주어진 자료:
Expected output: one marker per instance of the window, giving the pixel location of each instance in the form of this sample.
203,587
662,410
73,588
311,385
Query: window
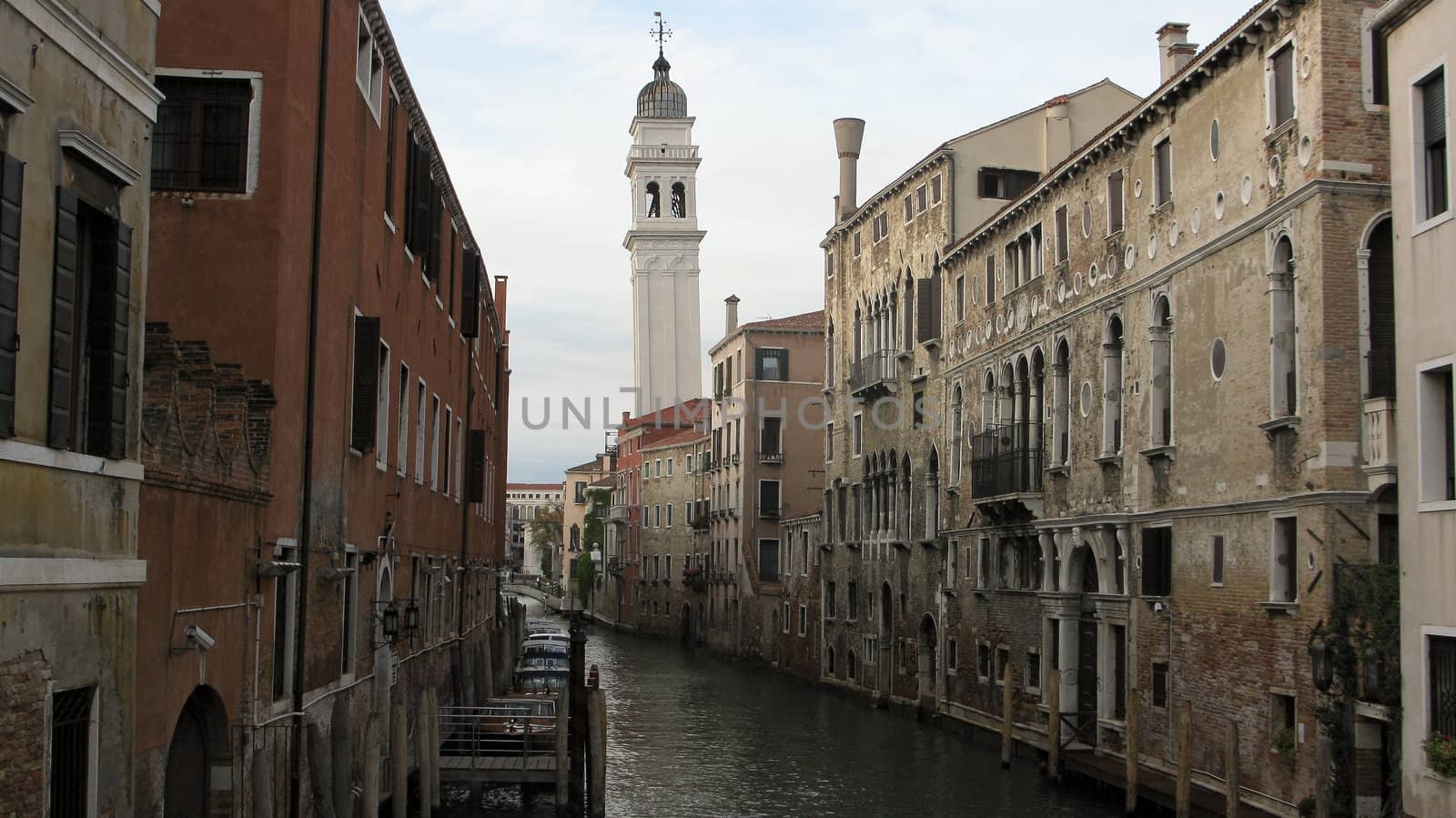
769,498
1281,85
1438,429
73,752
420,434
771,364
370,67
1441,683
1158,562
402,432
1114,203
1161,684
1431,123
1004,184
201,138
286,590
91,305
1285,560
1062,233
351,611
1164,172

과제 설명:
위 자료 전체를 다시 쓰면서 "window"를 모두 "door"로 바꾸고 나머지는 그대로 두세요. 그림은 빼고 옮겨 주세요.

전체 답안:
Expected output: one marker per instance of the door, giving the pixel location of each instance in the form of this sample.
203,587
662,410
73,588
311,385
Query: door
769,498
1281,85
1438,429
73,752
420,434
771,364
370,67
1441,683
1158,562
402,432
1114,203
1161,684
1431,123
1004,184
201,138
286,590
91,305
1285,560
1062,233
351,611
1164,172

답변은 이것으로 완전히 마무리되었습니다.